Task to carry out:
Reproduce the entries word for word, from the first line through the line that contains "pixel 152 73".

Dataset:

== == ==

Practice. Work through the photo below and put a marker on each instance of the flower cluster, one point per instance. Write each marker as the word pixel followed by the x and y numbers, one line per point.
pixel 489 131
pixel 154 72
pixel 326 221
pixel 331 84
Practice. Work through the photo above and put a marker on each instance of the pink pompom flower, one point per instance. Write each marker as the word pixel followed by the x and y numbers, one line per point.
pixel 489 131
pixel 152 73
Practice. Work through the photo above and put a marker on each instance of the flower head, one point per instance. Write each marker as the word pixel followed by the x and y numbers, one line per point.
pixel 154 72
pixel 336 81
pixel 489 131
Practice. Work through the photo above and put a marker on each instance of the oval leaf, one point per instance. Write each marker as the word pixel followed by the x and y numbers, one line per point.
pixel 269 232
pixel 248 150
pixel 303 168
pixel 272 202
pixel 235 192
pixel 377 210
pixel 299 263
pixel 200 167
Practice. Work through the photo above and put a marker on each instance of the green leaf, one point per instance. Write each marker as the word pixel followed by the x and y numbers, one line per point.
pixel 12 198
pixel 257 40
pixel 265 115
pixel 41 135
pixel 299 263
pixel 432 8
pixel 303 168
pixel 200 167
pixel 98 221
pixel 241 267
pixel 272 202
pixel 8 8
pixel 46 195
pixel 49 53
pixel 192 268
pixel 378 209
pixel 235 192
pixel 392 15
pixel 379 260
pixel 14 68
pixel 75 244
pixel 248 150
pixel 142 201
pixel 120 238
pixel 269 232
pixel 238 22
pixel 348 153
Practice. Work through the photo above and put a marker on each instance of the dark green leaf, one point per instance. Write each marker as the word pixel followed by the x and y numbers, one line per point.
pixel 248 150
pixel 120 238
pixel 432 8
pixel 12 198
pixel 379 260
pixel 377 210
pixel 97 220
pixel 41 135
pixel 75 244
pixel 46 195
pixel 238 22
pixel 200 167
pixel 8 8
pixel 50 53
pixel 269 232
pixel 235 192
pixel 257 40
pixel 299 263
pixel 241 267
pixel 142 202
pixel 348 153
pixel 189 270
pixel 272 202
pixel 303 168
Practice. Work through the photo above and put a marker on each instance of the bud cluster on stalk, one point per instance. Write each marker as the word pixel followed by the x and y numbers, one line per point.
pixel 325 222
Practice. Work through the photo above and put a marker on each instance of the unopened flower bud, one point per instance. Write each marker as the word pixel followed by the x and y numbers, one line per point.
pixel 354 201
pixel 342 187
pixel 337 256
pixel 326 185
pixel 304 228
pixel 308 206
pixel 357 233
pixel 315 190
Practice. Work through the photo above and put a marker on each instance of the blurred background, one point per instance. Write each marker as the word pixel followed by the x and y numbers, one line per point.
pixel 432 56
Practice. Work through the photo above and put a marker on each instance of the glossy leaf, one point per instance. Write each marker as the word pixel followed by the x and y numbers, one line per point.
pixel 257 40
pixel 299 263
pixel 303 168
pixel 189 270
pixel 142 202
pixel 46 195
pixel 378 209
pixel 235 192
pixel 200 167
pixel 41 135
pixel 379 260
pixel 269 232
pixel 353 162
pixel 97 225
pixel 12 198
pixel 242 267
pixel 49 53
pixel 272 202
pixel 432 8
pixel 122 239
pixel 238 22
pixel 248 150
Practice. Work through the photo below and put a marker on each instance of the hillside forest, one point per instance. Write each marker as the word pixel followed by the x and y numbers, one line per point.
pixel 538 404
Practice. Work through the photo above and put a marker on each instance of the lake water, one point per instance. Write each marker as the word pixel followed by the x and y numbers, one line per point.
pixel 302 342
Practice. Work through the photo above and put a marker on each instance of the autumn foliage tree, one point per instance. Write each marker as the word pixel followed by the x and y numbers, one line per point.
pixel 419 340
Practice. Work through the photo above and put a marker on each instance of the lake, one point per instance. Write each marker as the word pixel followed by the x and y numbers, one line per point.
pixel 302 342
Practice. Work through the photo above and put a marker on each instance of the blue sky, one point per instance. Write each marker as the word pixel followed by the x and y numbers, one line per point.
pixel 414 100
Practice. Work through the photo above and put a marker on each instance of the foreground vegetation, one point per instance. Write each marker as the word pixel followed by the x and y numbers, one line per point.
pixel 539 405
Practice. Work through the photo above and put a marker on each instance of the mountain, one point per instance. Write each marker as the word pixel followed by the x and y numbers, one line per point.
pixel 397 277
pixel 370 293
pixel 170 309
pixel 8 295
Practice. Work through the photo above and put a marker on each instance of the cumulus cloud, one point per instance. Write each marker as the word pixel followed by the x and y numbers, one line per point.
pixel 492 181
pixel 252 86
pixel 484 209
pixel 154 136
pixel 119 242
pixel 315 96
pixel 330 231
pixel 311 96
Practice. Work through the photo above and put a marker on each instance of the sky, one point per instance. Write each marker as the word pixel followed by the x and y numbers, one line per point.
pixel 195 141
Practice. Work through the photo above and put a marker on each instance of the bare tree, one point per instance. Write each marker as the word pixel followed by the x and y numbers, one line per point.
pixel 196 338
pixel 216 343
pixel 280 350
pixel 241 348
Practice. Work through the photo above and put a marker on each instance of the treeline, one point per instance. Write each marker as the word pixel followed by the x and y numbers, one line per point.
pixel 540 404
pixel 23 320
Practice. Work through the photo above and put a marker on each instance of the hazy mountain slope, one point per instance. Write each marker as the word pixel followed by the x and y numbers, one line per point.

== == ==

Answer to the task:
Practice. Work through the photo below and put a marker on each instance of the flower cluster, one point per instance. Write each marker as the word pixel followed by the x and y numbers, one line per point.
pixel 489 131
pixel 154 72
pixel 326 221
pixel 331 84
Practice. Work through the photo above and put a marker on each instance of the pink pompom flower, one point per instance. Write each marker as the word pixel followed by the x and y numbers, one line per point.
pixel 489 131
pixel 152 73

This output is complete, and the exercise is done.